=== Exercise ===
Without the images, output each record below as it stands.
··· Extracted entries ···
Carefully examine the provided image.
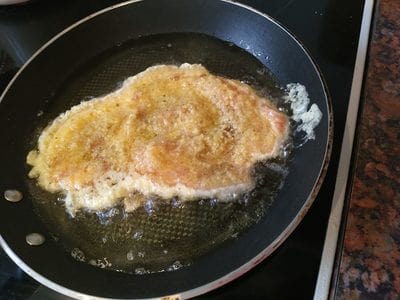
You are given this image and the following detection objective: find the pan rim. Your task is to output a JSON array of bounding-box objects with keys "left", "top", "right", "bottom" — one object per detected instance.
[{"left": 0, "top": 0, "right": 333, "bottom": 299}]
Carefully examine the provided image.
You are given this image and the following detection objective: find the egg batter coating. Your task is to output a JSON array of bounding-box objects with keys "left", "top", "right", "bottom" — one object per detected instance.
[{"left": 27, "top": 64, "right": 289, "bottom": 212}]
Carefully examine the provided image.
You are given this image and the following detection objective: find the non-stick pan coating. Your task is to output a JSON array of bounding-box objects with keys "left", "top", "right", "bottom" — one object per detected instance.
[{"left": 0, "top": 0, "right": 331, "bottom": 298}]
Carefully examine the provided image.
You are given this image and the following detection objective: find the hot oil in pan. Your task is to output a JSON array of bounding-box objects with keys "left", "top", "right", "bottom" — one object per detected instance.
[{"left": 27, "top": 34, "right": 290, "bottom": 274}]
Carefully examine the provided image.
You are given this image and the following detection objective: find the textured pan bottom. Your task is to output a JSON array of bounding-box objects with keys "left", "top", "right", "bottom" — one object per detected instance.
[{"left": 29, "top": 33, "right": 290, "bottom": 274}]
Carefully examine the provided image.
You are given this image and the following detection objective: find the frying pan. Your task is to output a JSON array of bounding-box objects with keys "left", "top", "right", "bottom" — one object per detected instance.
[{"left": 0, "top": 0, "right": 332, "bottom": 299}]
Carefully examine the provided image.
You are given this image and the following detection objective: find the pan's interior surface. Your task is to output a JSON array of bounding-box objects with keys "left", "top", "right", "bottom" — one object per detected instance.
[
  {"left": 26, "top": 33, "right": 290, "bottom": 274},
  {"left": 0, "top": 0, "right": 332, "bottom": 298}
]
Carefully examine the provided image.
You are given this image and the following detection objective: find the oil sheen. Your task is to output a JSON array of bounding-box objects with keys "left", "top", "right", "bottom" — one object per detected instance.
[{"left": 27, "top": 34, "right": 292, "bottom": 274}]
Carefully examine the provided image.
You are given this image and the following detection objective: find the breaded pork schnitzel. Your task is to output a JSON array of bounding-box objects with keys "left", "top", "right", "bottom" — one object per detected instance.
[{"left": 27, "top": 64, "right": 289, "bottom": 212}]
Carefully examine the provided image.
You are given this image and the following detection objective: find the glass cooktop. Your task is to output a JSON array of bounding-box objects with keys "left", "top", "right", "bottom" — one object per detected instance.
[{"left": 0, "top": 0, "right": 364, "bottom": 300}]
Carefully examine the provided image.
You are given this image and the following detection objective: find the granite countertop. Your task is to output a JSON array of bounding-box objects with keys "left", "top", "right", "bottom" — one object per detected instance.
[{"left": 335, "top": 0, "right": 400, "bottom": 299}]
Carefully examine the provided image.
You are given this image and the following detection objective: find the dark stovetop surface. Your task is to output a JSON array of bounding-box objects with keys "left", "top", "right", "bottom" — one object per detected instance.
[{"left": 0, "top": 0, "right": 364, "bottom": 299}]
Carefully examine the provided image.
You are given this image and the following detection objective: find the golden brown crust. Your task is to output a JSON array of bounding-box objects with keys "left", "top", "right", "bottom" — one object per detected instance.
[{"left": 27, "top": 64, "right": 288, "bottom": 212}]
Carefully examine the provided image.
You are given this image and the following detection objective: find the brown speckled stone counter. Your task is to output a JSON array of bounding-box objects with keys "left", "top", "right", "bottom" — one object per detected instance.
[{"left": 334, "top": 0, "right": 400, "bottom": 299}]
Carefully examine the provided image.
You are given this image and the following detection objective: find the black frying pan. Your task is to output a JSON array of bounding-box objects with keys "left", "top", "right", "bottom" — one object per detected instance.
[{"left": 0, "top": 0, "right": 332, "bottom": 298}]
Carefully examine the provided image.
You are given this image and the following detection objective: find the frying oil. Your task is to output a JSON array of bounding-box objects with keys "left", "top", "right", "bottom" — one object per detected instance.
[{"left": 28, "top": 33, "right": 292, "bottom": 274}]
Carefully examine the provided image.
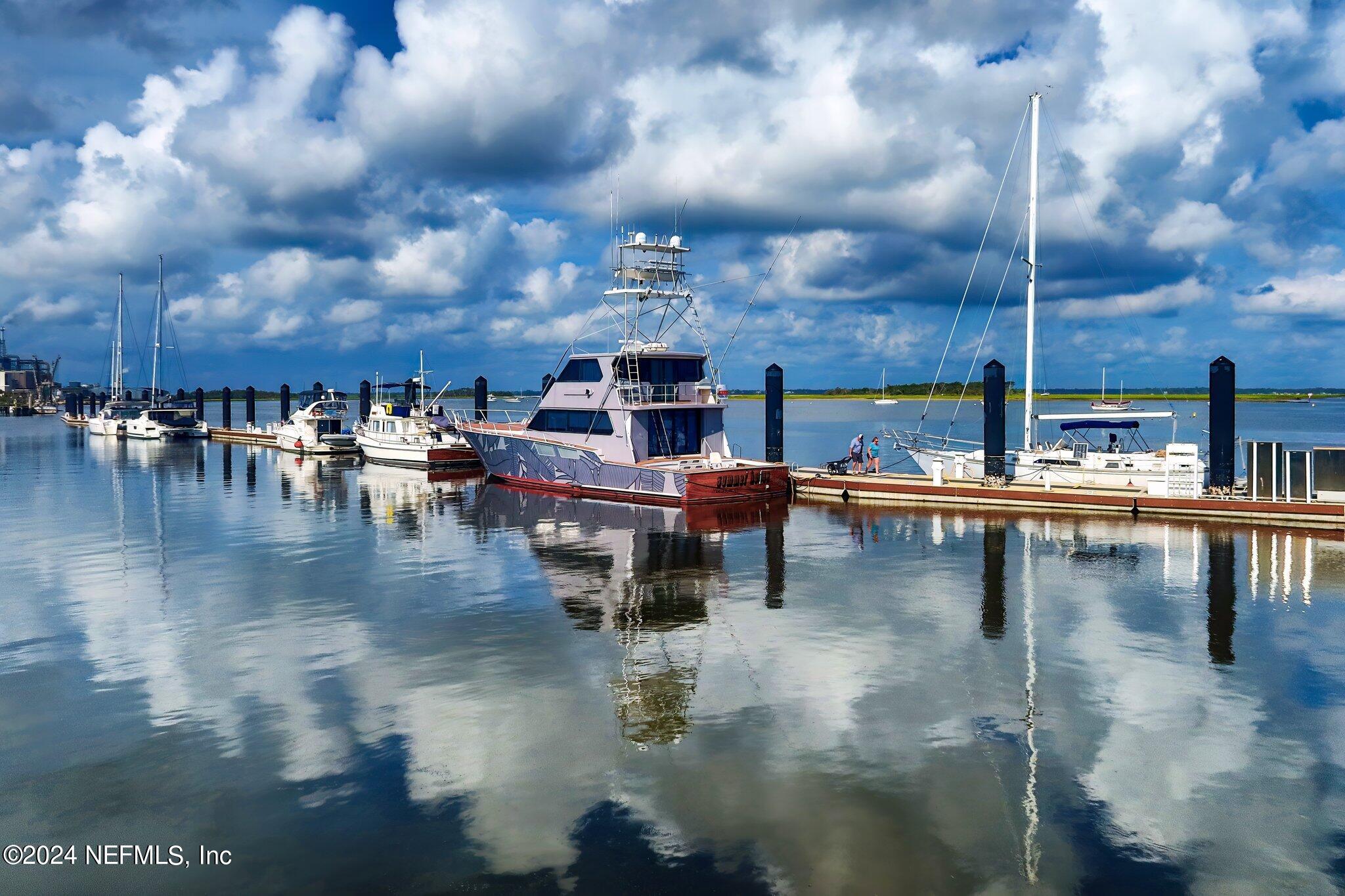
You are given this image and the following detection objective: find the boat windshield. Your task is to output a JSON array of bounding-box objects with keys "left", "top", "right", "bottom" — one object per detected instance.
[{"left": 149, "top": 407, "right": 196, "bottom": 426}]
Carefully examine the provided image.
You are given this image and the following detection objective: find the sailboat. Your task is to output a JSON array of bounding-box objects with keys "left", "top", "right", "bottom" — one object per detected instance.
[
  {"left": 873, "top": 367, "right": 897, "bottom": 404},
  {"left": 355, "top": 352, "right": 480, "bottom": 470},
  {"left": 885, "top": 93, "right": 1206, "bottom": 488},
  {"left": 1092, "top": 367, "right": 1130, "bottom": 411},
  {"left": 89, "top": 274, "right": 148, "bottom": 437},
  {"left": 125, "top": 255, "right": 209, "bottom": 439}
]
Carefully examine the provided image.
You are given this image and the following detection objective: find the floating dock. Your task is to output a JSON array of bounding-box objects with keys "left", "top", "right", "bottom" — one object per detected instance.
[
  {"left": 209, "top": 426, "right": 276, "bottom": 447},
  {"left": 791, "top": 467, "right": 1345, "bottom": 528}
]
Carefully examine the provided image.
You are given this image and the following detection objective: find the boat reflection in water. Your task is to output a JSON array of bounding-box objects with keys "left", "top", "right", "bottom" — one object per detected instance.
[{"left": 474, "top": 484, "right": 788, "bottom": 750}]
···
=== Exercise result ===
Carefully examine the provided image.
You are given this image and the following detection objective: find the pan rim. Your task is to output a JSON array of bounding-box objects with keys "left", "top", "right", "bottom" — one object per detected instance.
[{"left": 0, "top": 0, "right": 333, "bottom": 299}]
Carefully examine the provided image.
You are given this image and the following detection objective: find the egg batter coating. Your task is to output a JSON array of bounding-box objects with keys "left", "top", "right", "bottom" — one object per detected instance.
[{"left": 27, "top": 64, "right": 289, "bottom": 212}]
Carefully examine the provided image.
You are given this image and the following detection objective: find the non-stick pan coating. Your task is to output a JSON array of bounding-box objects with keys "left", "top", "right", "bottom" — one object per detected instance.
[{"left": 0, "top": 0, "right": 331, "bottom": 298}]
Carefully examine the provided image.
You are given this image and the following detection objective: find the hot oil in pan. Your task is to output a JSON array of bounding-box objects with keys "left", "top", "right", "bottom" — one object per detected instance.
[{"left": 27, "top": 34, "right": 290, "bottom": 274}]
Carefully examine the provided image.
You are given this image and the following detection objective: find the textured pan bottom. Your task is to output a JSON array of bounding-box objects with keys "left", "top", "right", "bottom" — one object per detected instance.
[{"left": 29, "top": 33, "right": 290, "bottom": 274}]
Carefully examine the provided image.
You are given this image and the following detection objective: find the frying pan. Your task is to output a JSON array of bounding-box objects with keys "left", "top", "right", "bottom" — one object per detected instance.
[{"left": 0, "top": 0, "right": 332, "bottom": 299}]
Carefully examine the provided image.
You are given this image and the following detection objective: find the pan's interior surface. Your task is to output a JSON array of bounding-box objects with keys "left", "top", "right", "bottom" — one object per detected instance.
[
  {"left": 26, "top": 33, "right": 290, "bottom": 274},
  {"left": 0, "top": 0, "right": 332, "bottom": 298}
]
Carefully examine the provided image.
You are given this image and the following detection objective: find the oil sheen. Your task is to output a JSON array of bounding-box objects with keys "left", "top", "right", "bottom" — one object per detected instance.
[{"left": 27, "top": 34, "right": 292, "bottom": 274}]
Carefully examine the provided image.
You are given this image and the following detection objective: find the breaded pork schnitzel. Your task is to output a JSON array of bounding-box objects with keys "left", "top", "right", "bottom" — one object per detected instance.
[{"left": 27, "top": 64, "right": 289, "bottom": 212}]
Carefully examine the provided image.
You are given this image and the following detection objective: find the glass cooktop. Your task is to output a JSON array of bounding-box objects with keys "left", "top", "right", "bottom" — one object per detected instance.
[{"left": 0, "top": 0, "right": 364, "bottom": 300}]
Carefully examine the provided image.
You are given this image and the following detection objective: find the granite countertop. Your task is to output a JSON array of bounding-box objects with keys "left", "top", "right", "bottom" — one object per detected instance.
[{"left": 335, "top": 0, "right": 400, "bottom": 299}]
Carefully examine the provided image.
You are given this image and the following detection objective: find the dark stovetop surface. Your task is to output a JSON array of bounding-box objects with keys "left", "top", "right", "bottom" — one object per detected instance.
[{"left": 0, "top": 0, "right": 364, "bottom": 299}]
Carefully examine the provided image.
You are given this image and the following detection objective: find the golden brown crust. Your task is to output a JSON array of bounding-box objects with keys "left", "top", "right", "bottom" — one object per detected instance.
[{"left": 27, "top": 64, "right": 288, "bottom": 212}]
Carefully examine the provided image.
You are given this image and the following detection objective: find the brown speckled stone counter. Your task is to output a JSON array of bounding-box objects with keys "left", "top", "right", "bottom" — one object per detected instance.
[{"left": 334, "top": 0, "right": 400, "bottom": 299}]
Carefully examine the provided image.
You are given this image and the following detection objective: find the black frying pan. Your task is to output a JSON array of bounding-box objects with keys "left", "top", "right", "bottom" — one object per detected instance.
[{"left": 0, "top": 0, "right": 332, "bottom": 298}]
Carefully examine the provided image.
You are given this image and the following detection objective: find the frying oil. Your task is to output a JSON array of bounding-box objects with keys "left", "top", "right", "bottom" — one object per detected instance.
[{"left": 28, "top": 33, "right": 292, "bottom": 274}]
Carefully examine the provided image.
You are given this image and the following detection objective: find the boat windshield. Your task is to output a JSON array of bounding-box objects with keys "left", "top", "right", "bottom" — one object per detected instance.
[{"left": 149, "top": 407, "right": 196, "bottom": 426}]
Carefully examine the provided image.
You are given this image and the following detection objective: find the sailboat. Your task is to output a JSON array of bounding-box objects with keys "left", "top", "right", "bottom" — one object per detected instance.
[
  {"left": 873, "top": 367, "right": 897, "bottom": 404},
  {"left": 355, "top": 352, "right": 480, "bottom": 470},
  {"left": 885, "top": 93, "right": 1206, "bottom": 488},
  {"left": 1092, "top": 367, "right": 1130, "bottom": 411},
  {"left": 89, "top": 274, "right": 148, "bottom": 437},
  {"left": 125, "top": 255, "right": 209, "bottom": 439}
]
Carefully examine the provided image.
You are given this image and the following detection objective: find the floating dock. Your task is to output a JSON array of bounding-box objects with keys "left", "top", "right", "bottom" — one object per detected instance.
[
  {"left": 209, "top": 426, "right": 276, "bottom": 447},
  {"left": 791, "top": 467, "right": 1345, "bottom": 528}
]
Carefully examine the provided image.
You are given this image and the following detection objective: find the boat reflection in water. Your task is to output a JSON array of bounding-box objects with keys "left", "top", "right", "bottom" — one object per detected instance.
[{"left": 474, "top": 484, "right": 788, "bottom": 750}]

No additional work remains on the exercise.